- Consignes:
A. Répondez aux questions suivantes d'après l'article sur la fermeture du ciel nigérien :
(i) À quelle date a eu lieu le putsch contre le président Mohamed Bazoum ?
(ii) Depuis quel jour n'y a-t-il plus d'avions commerciaux à Niamey ?
(iii) Le survol de quels pays était déjà interdit avant cette fermeture ?
B. D'après l'article sur la fermeture du ciel nigérien, pourquoi la junte a-t-elle fermé l'espace aérien du Niger ?

----- Source -----

Les compagnies aériennes s’adaptent après la fermeture du ciel nigérien
Les conséquences à long terme risquent de peser sur l’organisation, les délais et les coûts
Marjorie Cessac. Le Monde du 10/08/2023
Il n’y a plus de vols. » Depuis Niamey, la capitale du Niger, où il est resté, en dépit de l’évacuation des Français qui a fait suite au putsch contre le président Mohamed Bazoum, le 26 juillet, Dominique (le prénom a été modifié), expatrié dans le pays, subit l’absence d’avions commerciaux depuis dimanche 6 août. Ce jour-là, face à la menace d’une intervention aérienne menée depuis les Etats voisins, la junte a pris la décision de fermer l’espace aérien du Niger. « On espérait qu’il resterait ouvert pour les cinq pays limitrophes comme auparavant, mais non. Alors, on attend », raconte encore Dominique, qui comptait prendre un vol afin de rentrer. Jusqu’ici sans succès.
Si elle entrave les mouvements des voyageurs sur place, cette situation entraîne déjà pour les compagnies aériennes des complications allant bien au-delà du Niger. Cette interdiction vient en effet s’ajouter à celle qui prévalait déjà pour le survol de la Libye et du Soudan, ce qui rend plus de la moitié du ciel sahélien impraticable pour elles.

----- Données extraites -----

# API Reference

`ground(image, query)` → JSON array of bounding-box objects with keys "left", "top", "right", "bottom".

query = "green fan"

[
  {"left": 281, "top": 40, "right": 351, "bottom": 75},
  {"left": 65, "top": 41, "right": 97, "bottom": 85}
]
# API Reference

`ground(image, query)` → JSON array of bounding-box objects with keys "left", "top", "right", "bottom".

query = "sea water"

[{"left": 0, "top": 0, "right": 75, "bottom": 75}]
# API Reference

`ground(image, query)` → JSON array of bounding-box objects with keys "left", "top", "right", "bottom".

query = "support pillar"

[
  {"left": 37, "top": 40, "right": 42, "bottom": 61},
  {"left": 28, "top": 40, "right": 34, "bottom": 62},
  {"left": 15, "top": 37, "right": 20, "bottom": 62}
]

-----

- Résultats attendus:
A.
(i) Le 26 juillet.
(ii) Depuis le dimanche 6 août.
(iii) La Libye et le Soudan.

B. La junte a fermé l'espace aérien du Niger face à la menace d'une intervention aérienne menée depuis les États voisins.